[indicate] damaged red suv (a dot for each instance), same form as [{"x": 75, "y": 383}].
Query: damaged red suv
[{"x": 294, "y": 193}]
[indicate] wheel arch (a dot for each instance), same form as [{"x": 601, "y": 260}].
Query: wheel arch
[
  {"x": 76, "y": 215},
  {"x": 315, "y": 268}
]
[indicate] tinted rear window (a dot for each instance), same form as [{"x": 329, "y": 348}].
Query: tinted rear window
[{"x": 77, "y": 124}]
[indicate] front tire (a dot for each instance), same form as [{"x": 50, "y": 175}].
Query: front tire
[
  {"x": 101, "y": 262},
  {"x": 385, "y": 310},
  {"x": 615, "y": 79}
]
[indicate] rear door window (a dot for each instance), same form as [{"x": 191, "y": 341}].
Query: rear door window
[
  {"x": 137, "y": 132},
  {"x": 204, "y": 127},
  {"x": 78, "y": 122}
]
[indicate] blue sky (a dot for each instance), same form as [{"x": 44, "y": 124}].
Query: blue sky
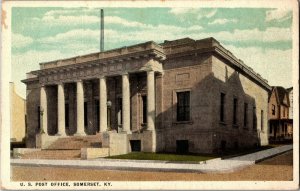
[{"x": 261, "y": 37}]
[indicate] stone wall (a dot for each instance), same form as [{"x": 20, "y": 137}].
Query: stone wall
[
  {"x": 236, "y": 85},
  {"x": 32, "y": 103},
  {"x": 18, "y": 112}
]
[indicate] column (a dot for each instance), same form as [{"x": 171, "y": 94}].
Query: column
[
  {"x": 102, "y": 104},
  {"x": 150, "y": 100},
  {"x": 61, "y": 110},
  {"x": 126, "y": 102},
  {"x": 43, "y": 110},
  {"x": 80, "y": 108}
]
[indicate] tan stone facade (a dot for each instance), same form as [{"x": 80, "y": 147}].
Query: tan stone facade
[
  {"x": 18, "y": 113},
  {"x": 184, "y": 95},
  {"x": 280, "y": 114}
]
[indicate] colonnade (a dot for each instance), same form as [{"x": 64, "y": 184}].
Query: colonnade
[{"x": 102, "y": 105}]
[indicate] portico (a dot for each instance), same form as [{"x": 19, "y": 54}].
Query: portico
[{"x": 79, "y": 95}]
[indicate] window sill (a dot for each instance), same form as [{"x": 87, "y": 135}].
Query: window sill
[{"x": 183, "y": 122}]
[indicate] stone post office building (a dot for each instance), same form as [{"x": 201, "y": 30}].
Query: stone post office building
[{"x": 184, "y": 95}]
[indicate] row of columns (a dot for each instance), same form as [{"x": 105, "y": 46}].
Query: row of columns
[{"x": 102, "y": 105}]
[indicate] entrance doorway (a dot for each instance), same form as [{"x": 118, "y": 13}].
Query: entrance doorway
[{"x": 135, "y": 145}]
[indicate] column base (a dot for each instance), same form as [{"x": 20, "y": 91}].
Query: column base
[
  {"x": 59, "y": 134},
  {"x": 126, "y": 132},
  {"x": 80, "y": 134}
]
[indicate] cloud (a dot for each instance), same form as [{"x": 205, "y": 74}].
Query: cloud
[
  {"x": 71, "y": 11},
  {"x": 20, "y": 41},
  {"x": 272, "y": 64},
  {"x": 272, "y": 34},
  {"x": 206, "y": 13},
  {"x": 223, "y": 21},
  {"x": 278, "y": 14},
  {"x": 181, "y": 10},
  {"x": 72, "y": 35},
  {"x": 198, "y": 12},
  {"x": 64, "y": 20},
  {"x": 25, "y": 62},
  {"x": 124, "y": 22}
]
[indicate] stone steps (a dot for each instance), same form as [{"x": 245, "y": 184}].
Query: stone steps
[
  {"x": 53, "y": 154},
  {"x": 76, "y": 142}
]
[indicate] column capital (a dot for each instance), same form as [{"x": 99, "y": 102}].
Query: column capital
[
  {"x": 78, "y": 80},
  {"x": 102, "y": 77},
  {"x": 60, "y": 83},
  {"x": 125, "y": 73}
]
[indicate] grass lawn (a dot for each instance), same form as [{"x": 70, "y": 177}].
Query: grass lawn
[
  {"x": 162, "y": 156},
  {"x": 188, "y": 157}
]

=-=-=-=-=

Write out all of the entries above word for word, leaving out the picture.

[indicate] damaged red suv (a dot for each instance), same form as [{"x": 75, "y": 383}].
Query: damaged red suv
[{"x": 294, "y": 193}]
[indicate] wheel arch (a dot for each instance), same form as [{"x": 601, "y": 260}].
Query: wheel arch
[
  {"x": 76, "y": 215},
  {"x": 315, "y": 268}
]
[indicate] tinted rear window (a dot for each instance), same form as [{"x": 329, "y": 348}].
Query: tinted rear window
[{"x": 77, "y": 124}]
[indicate] front tire (a dot for each instance), same form as [{"x": 50, "y": 175}].
Query: front tire
[
  {"x": 101, "y": 262},
  {"x": 385, "y": 310},
  {"x": 615, "y": 79}
]
[indicate] rear door window (a dot for each instance), same form as [{"x": 191, "y": 341}].
Query: rear door window
[
  {"x": 137, "y": 132},
  {"x": 204, "y": 127},
  {"x": 78, "y": 122}
]
[indicate] blue sky (a dot for each instance), same form as [{"x": 44, "y": 124}].
Query: blue sky
[{"x": 261, "y": 37}]
[indicate] stone wall (a dot for each instance), same form as [{"x": 20, "y": 137}].
Query: stone wall
[
  {"x": 236, "y": 85},
  {"x": 32, "y": 103},
  {"x": 18, "y": 112}
]
[indicate] column (a dot for each instance), same form as [{"x": 171, "y": 94}].
Query: column
[
  {"x": 102, "y": 104},
  {"x": 150, "y": 100},
  {"x": 61, "y": 110},
  {"x": 126, "y": 102},
  {"x": 43, "y": 110},
  {"x": 80, "y": 108}
]
[indicate] tan stone facade (a dot for each instance), same form as [{"x": 80, "y": 147}].
Query: tan stone facade
[
  {"x": 18, "y": 113},
  {"x": 184, "y": 95},
  {"x": 280, "y": 114}
]
[indicate] colonnade (a dot for each instance), same form as [{"x": 64, "y": 184}].
Query: colonnade
[{"x": 102, "y": 105}]
[indicate] portico (a dot for each instance), same form as [{"x": 19, "y": 54}].
Query: portico
[{"x": 79, "y": 95}]
[indicate] window sill (a dot for each instance), same form as [{"x": 87, "y": 135}].
Query: window sill
[{"x": 183, "y": 122}]
[indicate] stone post office building (a dot for each instance), same form as [{"x": 201, "y": 30}].
Query: stone post office building
[{"x": 184, "y": 95}]
[indicate] row of columns (a dot for each instance), same form as [{"x": 105, "y": 46}].
Query: row of columns
[{"x": 102, "y": 105}]
[indicate] entrance doorway (a dot for each instance), same form as [{"x": 118, "y": 13}].
Query: entrance doorway
[{"x": 135, "y": 145}]
[indicate] column base (a dot for each instance), same form as [{"x": 20, "y": 91}].
Query: column base
[
  {"x": 59, "y": 134},
  {"x": 126, "y": 132},
  {"x": 80, "y": 134}
]
[indicate] cloud (a dot for each instance), same form as [{"x": 205, "y": 74}].
Query: cloud
[
  {"x": 71, "y": 11},
  {"x": 20, "y": 41},
  {"x": 272, "y": 64},
  {"x": 272, "y": 34},
  {"x": 206, "y": 13},
  {"x": 223, "y": 21},
  {"x": 278, "y": 14},
  {"x": 181, "y": 10},
  {"x": 72, "y": 35},
  {"x": 198, "y": 12},
  {"x": 64, "y": 20},
  {"x": 25, "y": 62},
  {"x": 124, "y": 22}
]
[indicate] stone steps (a dot for each instance), same form as [{"x": 245, "y": 184}].
Query: stone steps
[
  {"x": 53, "y": 154},
  {"x": 76, "y": 142}
]
[indicate] column capital (a dot for each instance), same form as [{"x": 99, "y": 102}].
Query: column capital
[
  {"x": 78, "y": 80},
  {"x": 102, "y": 77},
  {"x": 60, "y": 83},
  {"x": 125, "y": 73}
]
[indicate] grass lawn (a dot for each instance), same form as [{"x": 70, "y": 177}].
Query: grass lawn
[
  {"x": 162, "y": 156},
  {"x": 188, "y": 157}
]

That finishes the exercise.